WHAT TO PRODUCE ▸ Pick out each line in the records below that contains the word "building", and copy those lines.
────────
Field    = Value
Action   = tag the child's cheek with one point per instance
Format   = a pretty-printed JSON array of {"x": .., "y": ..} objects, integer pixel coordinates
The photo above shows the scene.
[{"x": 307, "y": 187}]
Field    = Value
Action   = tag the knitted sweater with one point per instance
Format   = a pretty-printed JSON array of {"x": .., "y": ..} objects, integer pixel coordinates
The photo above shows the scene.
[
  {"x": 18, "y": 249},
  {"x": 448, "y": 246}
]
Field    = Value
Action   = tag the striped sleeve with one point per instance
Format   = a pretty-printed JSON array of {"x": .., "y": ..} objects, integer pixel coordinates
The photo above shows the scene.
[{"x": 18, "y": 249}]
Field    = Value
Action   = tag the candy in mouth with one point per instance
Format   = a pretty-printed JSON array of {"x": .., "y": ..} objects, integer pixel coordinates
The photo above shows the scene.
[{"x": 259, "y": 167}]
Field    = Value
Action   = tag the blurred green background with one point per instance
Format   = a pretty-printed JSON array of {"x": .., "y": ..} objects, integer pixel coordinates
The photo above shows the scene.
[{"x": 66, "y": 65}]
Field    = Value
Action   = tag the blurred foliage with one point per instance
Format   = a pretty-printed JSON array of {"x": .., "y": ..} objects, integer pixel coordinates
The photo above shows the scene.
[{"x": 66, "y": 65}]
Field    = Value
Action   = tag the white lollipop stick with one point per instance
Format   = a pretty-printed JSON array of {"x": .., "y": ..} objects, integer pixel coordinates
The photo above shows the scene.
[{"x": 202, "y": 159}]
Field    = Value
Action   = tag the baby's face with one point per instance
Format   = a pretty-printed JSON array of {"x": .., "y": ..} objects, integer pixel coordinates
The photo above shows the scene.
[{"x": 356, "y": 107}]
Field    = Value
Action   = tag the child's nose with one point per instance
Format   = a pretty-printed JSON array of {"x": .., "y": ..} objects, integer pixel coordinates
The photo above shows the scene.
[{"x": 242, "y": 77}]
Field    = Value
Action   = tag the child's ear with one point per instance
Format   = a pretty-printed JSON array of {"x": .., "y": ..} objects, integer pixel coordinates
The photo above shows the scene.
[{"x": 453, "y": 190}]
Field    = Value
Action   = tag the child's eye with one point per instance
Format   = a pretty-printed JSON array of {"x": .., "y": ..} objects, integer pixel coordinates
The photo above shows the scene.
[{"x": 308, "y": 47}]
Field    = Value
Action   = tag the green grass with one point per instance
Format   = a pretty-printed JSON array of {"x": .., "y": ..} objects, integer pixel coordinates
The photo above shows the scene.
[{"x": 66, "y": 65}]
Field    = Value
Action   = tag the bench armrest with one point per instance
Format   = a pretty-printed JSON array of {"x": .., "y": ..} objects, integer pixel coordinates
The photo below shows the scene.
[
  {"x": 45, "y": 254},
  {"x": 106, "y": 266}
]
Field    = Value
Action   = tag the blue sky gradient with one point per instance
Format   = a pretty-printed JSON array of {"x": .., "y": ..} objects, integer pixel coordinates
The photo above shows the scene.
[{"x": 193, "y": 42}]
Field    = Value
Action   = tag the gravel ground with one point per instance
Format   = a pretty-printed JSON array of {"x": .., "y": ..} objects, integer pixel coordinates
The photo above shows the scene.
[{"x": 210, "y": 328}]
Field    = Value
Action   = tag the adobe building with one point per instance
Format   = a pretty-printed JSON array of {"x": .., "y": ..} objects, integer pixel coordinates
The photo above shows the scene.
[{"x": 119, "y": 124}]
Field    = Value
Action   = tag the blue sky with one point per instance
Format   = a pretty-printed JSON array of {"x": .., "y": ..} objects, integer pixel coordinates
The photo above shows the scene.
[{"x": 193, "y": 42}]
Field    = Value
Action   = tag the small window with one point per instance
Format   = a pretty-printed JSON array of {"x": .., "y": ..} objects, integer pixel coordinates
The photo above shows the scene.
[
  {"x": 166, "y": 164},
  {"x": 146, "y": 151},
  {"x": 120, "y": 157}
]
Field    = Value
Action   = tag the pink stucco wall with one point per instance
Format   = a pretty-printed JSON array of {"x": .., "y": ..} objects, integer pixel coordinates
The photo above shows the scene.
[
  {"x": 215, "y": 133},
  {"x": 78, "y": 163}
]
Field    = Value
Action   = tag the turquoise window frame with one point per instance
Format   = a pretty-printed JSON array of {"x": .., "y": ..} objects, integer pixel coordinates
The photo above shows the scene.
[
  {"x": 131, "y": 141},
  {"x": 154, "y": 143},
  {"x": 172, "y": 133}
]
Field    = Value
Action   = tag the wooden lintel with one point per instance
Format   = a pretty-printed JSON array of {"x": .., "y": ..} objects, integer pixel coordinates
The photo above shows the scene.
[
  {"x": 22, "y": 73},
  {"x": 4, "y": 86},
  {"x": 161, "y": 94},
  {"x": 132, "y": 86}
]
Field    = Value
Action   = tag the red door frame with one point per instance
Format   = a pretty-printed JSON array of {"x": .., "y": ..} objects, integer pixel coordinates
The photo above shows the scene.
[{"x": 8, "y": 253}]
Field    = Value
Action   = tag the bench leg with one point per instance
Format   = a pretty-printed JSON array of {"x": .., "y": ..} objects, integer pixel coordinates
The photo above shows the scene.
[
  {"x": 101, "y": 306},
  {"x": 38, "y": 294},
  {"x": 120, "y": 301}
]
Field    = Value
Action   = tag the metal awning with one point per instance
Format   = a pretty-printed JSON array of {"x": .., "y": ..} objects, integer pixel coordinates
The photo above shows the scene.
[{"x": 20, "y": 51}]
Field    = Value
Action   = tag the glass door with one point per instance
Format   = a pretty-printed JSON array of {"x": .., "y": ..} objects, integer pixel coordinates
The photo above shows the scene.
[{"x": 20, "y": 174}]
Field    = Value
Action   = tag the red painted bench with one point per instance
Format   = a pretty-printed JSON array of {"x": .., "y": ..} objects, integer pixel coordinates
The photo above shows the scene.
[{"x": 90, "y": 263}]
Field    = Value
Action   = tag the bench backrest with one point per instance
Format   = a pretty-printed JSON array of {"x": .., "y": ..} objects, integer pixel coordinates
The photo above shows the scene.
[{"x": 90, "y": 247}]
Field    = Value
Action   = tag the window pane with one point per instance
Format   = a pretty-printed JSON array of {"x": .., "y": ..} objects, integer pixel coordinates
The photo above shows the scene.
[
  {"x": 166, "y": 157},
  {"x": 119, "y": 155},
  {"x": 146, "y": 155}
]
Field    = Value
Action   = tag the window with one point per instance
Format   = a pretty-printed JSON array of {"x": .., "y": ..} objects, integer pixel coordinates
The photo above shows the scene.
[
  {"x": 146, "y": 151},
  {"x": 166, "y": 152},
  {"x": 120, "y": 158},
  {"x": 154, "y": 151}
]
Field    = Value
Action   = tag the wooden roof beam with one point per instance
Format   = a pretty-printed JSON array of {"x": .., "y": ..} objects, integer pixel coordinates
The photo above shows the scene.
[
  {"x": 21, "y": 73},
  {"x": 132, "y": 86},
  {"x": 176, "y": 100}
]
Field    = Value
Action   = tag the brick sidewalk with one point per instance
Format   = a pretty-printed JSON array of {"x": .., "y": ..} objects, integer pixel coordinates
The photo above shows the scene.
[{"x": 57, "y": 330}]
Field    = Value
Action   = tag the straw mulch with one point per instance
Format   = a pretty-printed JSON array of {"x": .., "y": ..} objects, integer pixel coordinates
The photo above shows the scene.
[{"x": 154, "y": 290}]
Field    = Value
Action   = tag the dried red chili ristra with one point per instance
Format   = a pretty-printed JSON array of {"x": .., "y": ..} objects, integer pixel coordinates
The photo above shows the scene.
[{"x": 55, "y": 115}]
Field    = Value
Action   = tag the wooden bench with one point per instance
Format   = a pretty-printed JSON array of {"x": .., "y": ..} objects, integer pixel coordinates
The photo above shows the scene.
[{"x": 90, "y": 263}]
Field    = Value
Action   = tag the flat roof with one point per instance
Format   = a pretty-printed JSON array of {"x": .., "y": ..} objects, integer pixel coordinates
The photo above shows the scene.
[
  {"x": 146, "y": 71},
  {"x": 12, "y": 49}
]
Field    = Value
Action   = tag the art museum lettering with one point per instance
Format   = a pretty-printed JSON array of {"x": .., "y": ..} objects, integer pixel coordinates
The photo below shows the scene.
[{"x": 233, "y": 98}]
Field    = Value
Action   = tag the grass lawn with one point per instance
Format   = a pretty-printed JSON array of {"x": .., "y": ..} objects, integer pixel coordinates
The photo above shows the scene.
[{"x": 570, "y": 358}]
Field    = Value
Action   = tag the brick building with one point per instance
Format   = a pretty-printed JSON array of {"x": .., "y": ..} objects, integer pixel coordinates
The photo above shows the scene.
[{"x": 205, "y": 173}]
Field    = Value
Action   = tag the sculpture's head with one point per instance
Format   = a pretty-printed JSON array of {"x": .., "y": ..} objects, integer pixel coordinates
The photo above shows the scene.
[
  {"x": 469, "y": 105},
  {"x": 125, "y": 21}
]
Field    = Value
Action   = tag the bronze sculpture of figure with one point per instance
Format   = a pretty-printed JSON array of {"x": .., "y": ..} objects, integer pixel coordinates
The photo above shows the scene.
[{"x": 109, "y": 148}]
────────
THE RESULT ▸
Action   = tag the adobe building with one point per instance
Action   = tag the brick building with one point per instance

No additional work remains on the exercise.